(SUPPLIED TEXT begins)

After my family took me out, I went to the RUE AGTHONIS presentation at Rosenfeld gallery, where I was mingled with influencers, models, stylists, and a range of industry people. Regardless of who they actually were, everyone made you feel like they were someone. It was an energy and aura that only fashion people can emit.

Vividly, I’ll always remember running back home in the rain silently screaming to myself, and feeling like my life was forever changed. No matter what happened henceforth, I had lived that.

Why was LFW so inspiring 

The creativity. You can wear whatever you want, however you want, and the louder you look, the better. I’ve always believed in the importance of fashion, but it’s only now that I truly understand Stanley Tucci’s words in The Devil Wears Prada. “Fashion is art because you live your life in it”. It enables you to be whoever you want to be with a mere outfit change. The reason that my favourite holiday is Halloween is the freedom and flexibility to embody another character (can you guess my star sign?). Fashion doesn’t need a holiday or an excuse to do that. You can pick a theme, a look, or an aesthetic and be as creative as you want with it.

The people. Admittedly, there was a fair share of arrogance and too much personality in one room. That’s to be expected when everyone thinks they’re the main character. However, everyone was also adamantly themselves, at least in their self expression. Their larger than life confidence was inspiring. These people are hard to approach but observing them can teach you how to act unapproachable. I also loved the importance placed on fashion throughout the whole week. While it is often sneered on as superficial by outsiders, it was treated as the most important thing in the world. Is that always the case? No. But fashion does have the power to make a political statement and even influence change. It can be a safe space for women and queer people. Those who get it, get it.

The opportunities. The fashion industry is notoriously cut throat and renown for paying little to those just getting started. Yet, people still sacrifice their lives to work in it. I was once told by a journalist that he used to sit next to Paris Hilton but have $20 in his bank account. Having worked in fashion full time a year ago, I had chosen to take another opportunity and move elsewhere for a similar reason. However, being able to dip my toes into this kind of glamour and excitement is a privilege that fills me with so much inspiration. Literally anything is possible. Being in a room with so many potential connections, from small zine owners to fashion designers that wanted to date me, showed me that this all about publicity and networking.

The starpower. Simply put, watching the models dictate the room with their walks (and being one of them), gave me chills. I loved how not everyone looked traditionally, hegemonically “attractive”, but they were so striking and held a rare power. There was a buzz and atmosphere in the performativity of it all which gave me chills, and I literally felt like I was in Gossip Girl despite not being born with that kind of extravagant privilege or power.

The lack of straight men – this is something I realised afterwards. Of course, I know that the industry is notorious for its predators, of every sexuality. However, my personal experience this time around didn’t revolve around men. Unlike other spaces I occupy, such as the gym, this was a break from the microscope of the masculine eye. I loved how most of the fashion I saw barely took the ‘male gaze’ into consideration and, even if some of the clothing could loosely fit that gender boundary on paper, it was clear that this wasn’t the outfit’s sole purpose and no one really cared about who looked ‘the hottest’. The ‘weirdest’ was the prize most of the crowd was competing for. Post fashion week, I did experience some strange, straight male interactions with some members of the aforementioned crowd. But that’s a story for another day.

(SUPPLIED TEXT ends)

Translate this sentence from the London Fashion Week text above into French: "You can pick a theme, a look, or an aesthetic and be as creative as you want with it."

(RECORD EXTRACTS begins)

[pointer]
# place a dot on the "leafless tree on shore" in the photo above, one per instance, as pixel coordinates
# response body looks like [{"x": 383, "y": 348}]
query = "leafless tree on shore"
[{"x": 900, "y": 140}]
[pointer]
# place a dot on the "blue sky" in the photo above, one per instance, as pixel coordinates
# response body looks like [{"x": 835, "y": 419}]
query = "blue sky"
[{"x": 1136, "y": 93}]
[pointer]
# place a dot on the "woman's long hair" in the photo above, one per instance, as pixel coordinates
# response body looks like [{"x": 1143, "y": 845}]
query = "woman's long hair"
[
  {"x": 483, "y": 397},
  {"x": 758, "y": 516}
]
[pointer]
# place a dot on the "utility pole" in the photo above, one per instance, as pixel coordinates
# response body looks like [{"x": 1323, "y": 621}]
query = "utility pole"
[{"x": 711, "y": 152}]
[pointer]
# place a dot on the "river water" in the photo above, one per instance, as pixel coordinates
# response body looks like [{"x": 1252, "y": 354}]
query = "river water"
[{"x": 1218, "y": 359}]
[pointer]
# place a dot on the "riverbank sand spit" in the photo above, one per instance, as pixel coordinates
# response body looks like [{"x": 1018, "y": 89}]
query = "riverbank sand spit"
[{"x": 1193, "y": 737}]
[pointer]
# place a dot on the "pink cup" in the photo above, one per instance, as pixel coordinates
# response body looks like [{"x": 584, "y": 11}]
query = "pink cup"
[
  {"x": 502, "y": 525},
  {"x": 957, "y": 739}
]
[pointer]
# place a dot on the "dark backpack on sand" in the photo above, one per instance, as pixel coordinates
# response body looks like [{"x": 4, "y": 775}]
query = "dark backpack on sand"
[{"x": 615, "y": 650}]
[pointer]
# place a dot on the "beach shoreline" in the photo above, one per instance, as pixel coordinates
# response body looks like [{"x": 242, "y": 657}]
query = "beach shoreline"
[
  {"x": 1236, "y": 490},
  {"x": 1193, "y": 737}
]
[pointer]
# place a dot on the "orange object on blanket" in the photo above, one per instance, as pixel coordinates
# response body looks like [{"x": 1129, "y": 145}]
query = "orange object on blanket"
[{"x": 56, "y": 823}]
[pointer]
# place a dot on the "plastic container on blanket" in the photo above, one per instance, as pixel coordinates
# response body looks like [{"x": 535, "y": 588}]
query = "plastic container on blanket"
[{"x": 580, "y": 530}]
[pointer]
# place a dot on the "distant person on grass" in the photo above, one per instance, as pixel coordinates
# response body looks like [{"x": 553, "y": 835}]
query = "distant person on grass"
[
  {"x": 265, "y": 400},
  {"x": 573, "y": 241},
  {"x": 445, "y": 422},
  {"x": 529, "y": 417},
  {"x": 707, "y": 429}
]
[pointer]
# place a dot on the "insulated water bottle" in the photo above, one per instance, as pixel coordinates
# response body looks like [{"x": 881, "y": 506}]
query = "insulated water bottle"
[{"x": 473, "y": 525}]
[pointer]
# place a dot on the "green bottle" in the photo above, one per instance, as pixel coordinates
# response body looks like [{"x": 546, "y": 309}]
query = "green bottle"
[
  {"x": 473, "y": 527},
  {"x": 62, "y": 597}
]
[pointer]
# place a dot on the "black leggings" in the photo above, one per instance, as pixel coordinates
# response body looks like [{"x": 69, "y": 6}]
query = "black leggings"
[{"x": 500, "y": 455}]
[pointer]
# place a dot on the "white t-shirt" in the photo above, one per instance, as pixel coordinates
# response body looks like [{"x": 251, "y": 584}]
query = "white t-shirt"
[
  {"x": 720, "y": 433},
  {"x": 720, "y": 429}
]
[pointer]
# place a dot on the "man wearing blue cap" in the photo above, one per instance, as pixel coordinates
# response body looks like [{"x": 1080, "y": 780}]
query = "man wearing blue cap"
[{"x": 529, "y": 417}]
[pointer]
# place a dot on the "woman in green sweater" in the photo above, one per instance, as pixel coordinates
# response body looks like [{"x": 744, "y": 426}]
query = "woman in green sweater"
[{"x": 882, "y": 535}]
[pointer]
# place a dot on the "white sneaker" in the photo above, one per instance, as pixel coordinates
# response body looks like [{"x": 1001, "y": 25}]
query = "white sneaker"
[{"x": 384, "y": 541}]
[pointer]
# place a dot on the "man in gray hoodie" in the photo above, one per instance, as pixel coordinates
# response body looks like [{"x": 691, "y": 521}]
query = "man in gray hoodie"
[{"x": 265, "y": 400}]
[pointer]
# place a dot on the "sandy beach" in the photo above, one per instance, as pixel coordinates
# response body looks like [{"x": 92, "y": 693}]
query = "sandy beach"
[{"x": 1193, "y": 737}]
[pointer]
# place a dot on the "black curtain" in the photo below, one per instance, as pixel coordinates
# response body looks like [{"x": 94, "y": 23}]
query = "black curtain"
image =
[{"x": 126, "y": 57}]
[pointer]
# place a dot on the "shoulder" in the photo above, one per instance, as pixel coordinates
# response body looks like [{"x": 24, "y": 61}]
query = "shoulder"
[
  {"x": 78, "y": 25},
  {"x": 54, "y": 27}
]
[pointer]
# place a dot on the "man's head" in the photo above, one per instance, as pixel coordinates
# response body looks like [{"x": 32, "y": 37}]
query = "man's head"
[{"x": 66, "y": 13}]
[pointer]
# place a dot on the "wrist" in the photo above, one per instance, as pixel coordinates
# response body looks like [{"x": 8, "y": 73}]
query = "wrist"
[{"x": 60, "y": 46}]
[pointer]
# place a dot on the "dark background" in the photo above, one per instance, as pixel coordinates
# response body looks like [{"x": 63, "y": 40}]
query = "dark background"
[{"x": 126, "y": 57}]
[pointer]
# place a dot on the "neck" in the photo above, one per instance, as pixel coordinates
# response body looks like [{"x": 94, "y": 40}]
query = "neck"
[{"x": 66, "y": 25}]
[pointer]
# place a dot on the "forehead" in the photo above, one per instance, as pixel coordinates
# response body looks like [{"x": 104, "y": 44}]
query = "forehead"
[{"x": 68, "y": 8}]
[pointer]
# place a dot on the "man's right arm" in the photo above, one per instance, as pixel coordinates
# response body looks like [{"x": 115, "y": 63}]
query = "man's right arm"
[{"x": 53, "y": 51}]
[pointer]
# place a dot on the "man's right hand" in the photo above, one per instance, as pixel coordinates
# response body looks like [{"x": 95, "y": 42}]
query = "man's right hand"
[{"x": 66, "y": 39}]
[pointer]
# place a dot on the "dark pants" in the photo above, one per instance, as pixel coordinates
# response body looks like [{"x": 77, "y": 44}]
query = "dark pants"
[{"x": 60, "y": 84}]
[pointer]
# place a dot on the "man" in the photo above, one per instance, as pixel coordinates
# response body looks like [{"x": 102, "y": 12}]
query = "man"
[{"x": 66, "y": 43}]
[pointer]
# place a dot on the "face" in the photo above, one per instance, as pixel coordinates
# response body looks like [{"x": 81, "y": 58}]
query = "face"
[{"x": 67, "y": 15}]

(RECORD EXTRACTS ends)

• RESULT FOR THIS TASK: Vous pouvez choisir un thème, un look ou une esthétique et faire preuve d'autant de créativité que vous le souhaitez.